:: Текст ::

Распад. Судьба советского критика: 40—50-е годы — страница 38 из 73

[180].

Вишневский нервничает: все вокруг обсуждают пастернаковский роман, и даже правоверная Барто не отстает и тащится на посиделки.

Через несколько дней они с Пастернаком оказались за одним столом у Федина.

7 мая 1949 года Вишневский записывает в дневнике:

Вчера вечером на ужине у Федина. Было мало народу… Сначала я как-то сидел тихо, молчал, острил, главным образом, Чагин; чудил пьяный Пастернак… Потом пошли тосты, я сказал о Федине… Да тост за меня произнес… Пастернак, признал, что в споре с ним, прав я. — Ели много рыбы, зелени, вина…[181]

Вишневский ни словом не обмолвился, что был за спор. Но какие-то странные легенды по поводу того застолья остались: будто бы в 1952 году обмывали новую дачу Федина (старая сгорела), и Вишневский встал и провозгласил тост за будущее настоящего «советского» поэта Пастернака. А Пастернак будто бы ему матерно ответил. Все это стало известно из дневников А. Гладкова, который в то время находился в лагере, а спустя годы записал со слов Паустовского. Здесь ни один факт не выдерживает критики. Во-первых, дача Федина горела 15 июля 1947 года, т. е. за пять лет до описываемого события, во-вторых, Вишневского в 1952-ом уже год как не было в живых, он умер в самом начале 1951 года[182].

:::

— Задания —
1. Ответьте на вопросы по тексту о Вишневском и Пастернаке:
(a) У кого дома Вишневский и Пастернак оказались за одним столом?
(b) Какой датой помечена дневниковая запись Вишневского об этом ужине?
(c) Когда горела дача Федина?
2. Продолжите текст о Вишневском и Пастернаке вслед за его последним предложением.

:: Исходные данные ::

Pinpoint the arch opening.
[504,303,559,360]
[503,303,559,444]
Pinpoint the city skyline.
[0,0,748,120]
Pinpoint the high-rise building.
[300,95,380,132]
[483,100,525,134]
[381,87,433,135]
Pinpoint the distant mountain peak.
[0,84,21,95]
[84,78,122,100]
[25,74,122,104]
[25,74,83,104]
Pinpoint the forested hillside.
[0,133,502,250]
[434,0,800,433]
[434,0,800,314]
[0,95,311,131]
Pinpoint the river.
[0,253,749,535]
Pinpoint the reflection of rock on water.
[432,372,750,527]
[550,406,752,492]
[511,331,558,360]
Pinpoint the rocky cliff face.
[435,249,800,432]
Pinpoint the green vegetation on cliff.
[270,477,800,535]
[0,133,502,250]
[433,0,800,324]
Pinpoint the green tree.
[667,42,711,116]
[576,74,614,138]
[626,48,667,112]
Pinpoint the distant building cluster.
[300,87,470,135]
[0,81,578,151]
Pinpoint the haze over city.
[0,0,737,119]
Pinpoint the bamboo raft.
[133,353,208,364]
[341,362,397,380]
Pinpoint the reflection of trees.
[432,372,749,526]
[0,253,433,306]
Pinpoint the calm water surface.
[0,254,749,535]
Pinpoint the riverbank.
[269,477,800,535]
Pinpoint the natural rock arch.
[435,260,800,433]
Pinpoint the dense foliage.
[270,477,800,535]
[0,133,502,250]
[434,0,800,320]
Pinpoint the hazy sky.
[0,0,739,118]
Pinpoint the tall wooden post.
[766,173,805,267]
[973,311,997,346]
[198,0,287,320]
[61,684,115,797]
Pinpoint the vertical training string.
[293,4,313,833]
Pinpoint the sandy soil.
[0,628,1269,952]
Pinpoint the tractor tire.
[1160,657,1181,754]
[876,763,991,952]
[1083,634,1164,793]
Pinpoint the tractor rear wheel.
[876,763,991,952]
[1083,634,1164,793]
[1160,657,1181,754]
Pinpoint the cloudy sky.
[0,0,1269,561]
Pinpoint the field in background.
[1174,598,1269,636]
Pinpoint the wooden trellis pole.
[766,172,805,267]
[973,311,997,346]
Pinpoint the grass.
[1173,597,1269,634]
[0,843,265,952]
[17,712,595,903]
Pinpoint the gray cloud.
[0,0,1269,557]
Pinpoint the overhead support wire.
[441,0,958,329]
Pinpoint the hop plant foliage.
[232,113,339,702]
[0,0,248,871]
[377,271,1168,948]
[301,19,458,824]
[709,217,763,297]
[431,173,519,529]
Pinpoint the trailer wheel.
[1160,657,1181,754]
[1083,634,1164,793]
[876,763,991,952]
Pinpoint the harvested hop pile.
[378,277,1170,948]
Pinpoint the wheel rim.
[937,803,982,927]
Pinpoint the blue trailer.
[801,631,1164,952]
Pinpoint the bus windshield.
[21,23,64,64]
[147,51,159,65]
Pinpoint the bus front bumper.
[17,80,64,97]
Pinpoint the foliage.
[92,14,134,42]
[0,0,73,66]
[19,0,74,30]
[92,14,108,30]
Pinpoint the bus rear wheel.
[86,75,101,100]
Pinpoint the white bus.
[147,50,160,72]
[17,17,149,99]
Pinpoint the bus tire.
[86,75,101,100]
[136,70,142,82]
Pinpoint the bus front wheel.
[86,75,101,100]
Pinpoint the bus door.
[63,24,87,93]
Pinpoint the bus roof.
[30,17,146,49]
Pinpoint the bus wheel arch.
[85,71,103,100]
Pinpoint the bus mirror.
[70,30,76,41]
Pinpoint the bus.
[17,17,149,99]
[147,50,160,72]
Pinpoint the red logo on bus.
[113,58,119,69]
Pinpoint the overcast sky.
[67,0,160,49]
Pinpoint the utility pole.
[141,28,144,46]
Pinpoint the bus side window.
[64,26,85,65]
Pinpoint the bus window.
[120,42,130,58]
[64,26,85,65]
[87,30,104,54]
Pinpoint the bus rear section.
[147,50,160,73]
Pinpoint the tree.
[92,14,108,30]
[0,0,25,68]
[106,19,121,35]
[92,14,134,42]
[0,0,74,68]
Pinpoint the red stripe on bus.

:::

— Ответы к заданиям —
1.
(a) У Федина.
(b) 7 мая 1949 года.
(c) 15 июля 1947 года.

2.
6 октября 1949 года арестовали Ольгу Ивинскую. Случилось это после попыток расставаний и их новых сближений с Пастернаком. В доме Ивинской остались старые родители и маленькие дочь и сын. На годы Пастернак становится для семьи своей возлюбленной моральной и матермальной опорой.

На допросах Ивинскую спрашивали не только об отношениях с Пастернаком и о его клевете на советский строй, но и о «сговоре Ахматовой». Требовали рассказать об их встречах, о чем они говорили. На Ахматову в это время готовилось свое дело в ленинградском МГБ. Связь Пастернака и Ахматовой отстраивали с первого дня постановления о журналах «Звезда» и «Ленинград». И так как он категорически отказался выступить с ее осуждением, а власть рассчитывала на это, поскольку его мнение имело вес на Западе, то его арест для Лубянки был делом времени.

Юбилей Льва Квитко

20 ноября 1948 года распускают Антифашистский комитет. А в ночь с 24 на 25 декабря были арестованы Вениамин Зускин и Ицик Фефер. Зускина арестовали во время процедуры лечебного сна прямо в больнице. Проснулся он на Лубянке в камере, завернутый в одеяло. Когда взяли Фефера, Маркиш сказал: «Этот негодяй один в могилу не уйдет, всех за собой, потащит»[183]. Многие подозревали, что он был завербован МГБ, но никто не представлял, что на нем будет держаться все дело Антифашистского комитета.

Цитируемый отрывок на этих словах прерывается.